§ SHORT PROBLEM
Put every line of the data below into a numbered list, skipping any blank lines. Leave the pictures out.

§ DATA RECORDS
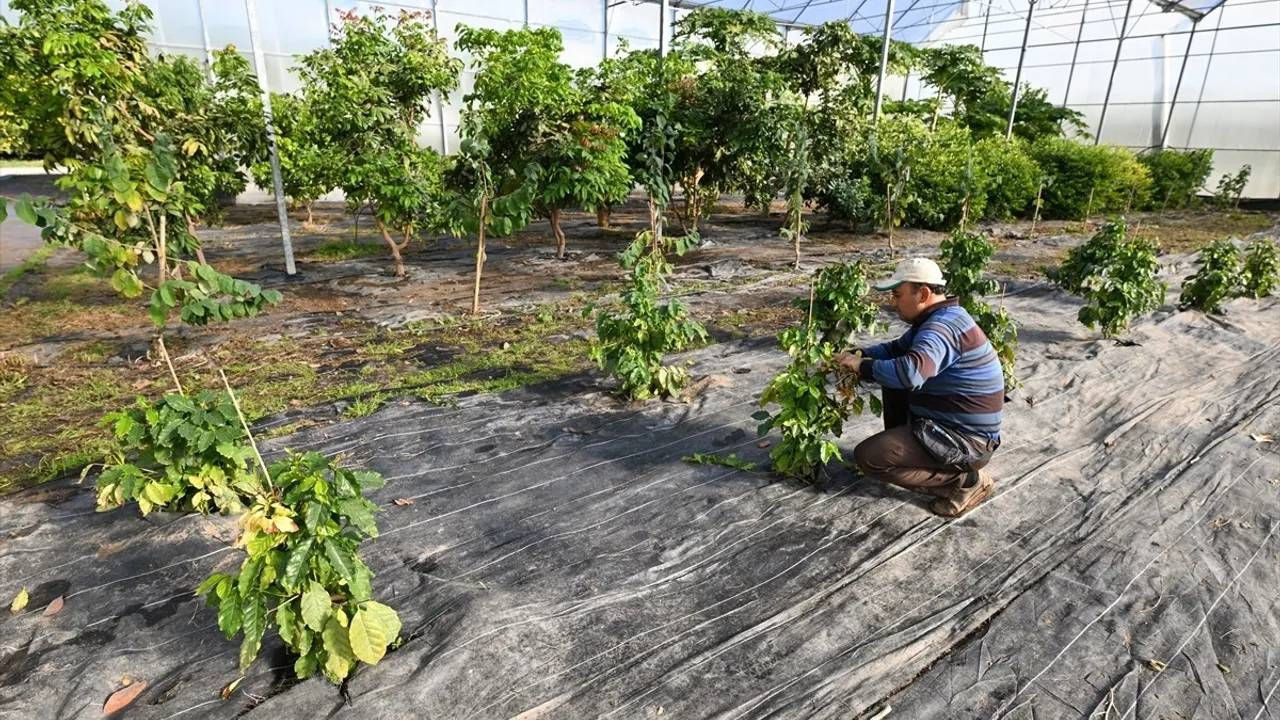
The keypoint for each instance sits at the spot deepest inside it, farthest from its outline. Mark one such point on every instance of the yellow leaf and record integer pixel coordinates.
(19, 601)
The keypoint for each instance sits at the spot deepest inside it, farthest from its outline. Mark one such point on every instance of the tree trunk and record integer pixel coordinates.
(796, 238)
(654, 226)
(396, 249)
(200, 249)
(161, 251)
(484, 213)
(558, 232)
(1040, 195)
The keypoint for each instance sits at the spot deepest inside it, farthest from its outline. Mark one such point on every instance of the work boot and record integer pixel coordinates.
(973, 490)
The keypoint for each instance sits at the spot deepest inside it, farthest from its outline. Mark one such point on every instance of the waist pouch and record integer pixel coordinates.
(951, 447)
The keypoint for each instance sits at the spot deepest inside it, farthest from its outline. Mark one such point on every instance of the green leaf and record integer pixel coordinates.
(24, 210)
(297, 564)
(369, 637)
(339, 557)
(229, 615)
(316, 606)
(254, 624)
(287, 623)
(337, 645)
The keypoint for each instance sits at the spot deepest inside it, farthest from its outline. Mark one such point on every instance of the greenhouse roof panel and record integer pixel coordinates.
(914, 21)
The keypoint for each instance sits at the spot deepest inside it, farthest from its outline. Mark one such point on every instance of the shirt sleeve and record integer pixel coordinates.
(932, 350)
(887, 350)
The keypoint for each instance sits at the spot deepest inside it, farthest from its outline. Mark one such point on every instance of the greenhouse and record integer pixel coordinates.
(548, 359)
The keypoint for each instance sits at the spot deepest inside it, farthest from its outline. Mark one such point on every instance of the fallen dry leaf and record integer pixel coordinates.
(120, 698)
(54, 607)
(19, 601)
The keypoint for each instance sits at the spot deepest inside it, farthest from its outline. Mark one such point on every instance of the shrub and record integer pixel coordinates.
(1216, 279)
(1008, 176)
(1084, 259)
(839, 305)
(1176, 174)
(1261, 268)
(631, 343)
(302, 573)
(964, 256)
(187, 454)
(1124, 288)
(1232, 187)
(1089, 178)
(810, 408)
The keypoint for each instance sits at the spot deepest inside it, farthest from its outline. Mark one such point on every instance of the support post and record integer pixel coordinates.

§ EXERCISE OUTPUT
1. The keypoint for each instance sits at the spot deepest inside it, farthest from its outline. Mark one such point on every instance of the yellow leaf and record integer pixel coordinates.
2. (19, 601)
3. The keypoint for each instance sits at the spot deepest inside it, farthest from its outline. Mark one such point on every instance of the tree trunk and record integer pixel coordinates.
4. (796, 238)
5. (654, 226)
6. (396, 249)
7. (200, 249)
8. (161, 251)
9. (484, 213)
10. (558, 232)
11. (1040, 195)
12. The keypoint for each instance sits at the spot deepest inside it, farthest from its outline. Mark one such point on every instance of the work boot and record integer pixel coordinates.
13. (973, 490)
14. The keypoint for each instance sits at the spot deepest inside it, farthest from its outline. Mark one such point on every instance of the waist pouch and record integer pixel coordinates.
15. (951, 447)
16. The keypoint for each instance sits at the spot deepest inside it, farthest from its outline. Mark one such point on every instance of the green leaf and record integer pixel coordinates.
17. (24, 210)
18. (297, 564)
19. (369, 637)
20. (339, 557)
21. (229, 615)
22. (316, 606)
23. (254, 624)
24. (287, 623)
25. (337, 645)
26. The keypoint for each instance sits at the spot deepest inside it, farthest from its outline. Mark one such point on every instance of the greenhouse roof panel and record integer pixel coordinates.
27. (914, 21)
28. The keypoint for each instance sits at the spot deepest inside it, farthest from its outline. Mark one such point on every instance of the shirt sleeve and record integer pixel coordinates.
29. (932, 350)
30. (887, 350)
31. The keypoint for each instance sits at the spot deepest inside it, farthest from its outline. Mark one such point on every instance of the greenhouse and record integer pixel coordinates.
32. (548, 359)
33. The keypoint for each instance sits at the spot deepest inside it, farthest from its outline. Mark one such point on every instance of the fallen dry leaf and record integer pixel coordinates.
34. (120, 698)
35. (54, 607)
36. (19, 601)
37. The keypoint for each instance sits at the spot deepest inside it, farthest from its outline. Mark one such point on every instance of the shrub and record integer pixel coordinates.
38. (1216, 279)
39. (1008, 176)
40. (1084, 259)
41. (839, 305)
42. (1176, 174)
43. (1261, 268)
44. (631, 343)
45. (302, 573)
46. (964, 256)
47. (187, 454)
48. (1124, 288)
49. (1232, 187)
50. (1089, 178)
51. (810, 408)
52. The keypoint for each instance sits at the spot deepest inside it, farthest from its outline. Mark one such point on every instance of the support post and record integer pixel coordinates.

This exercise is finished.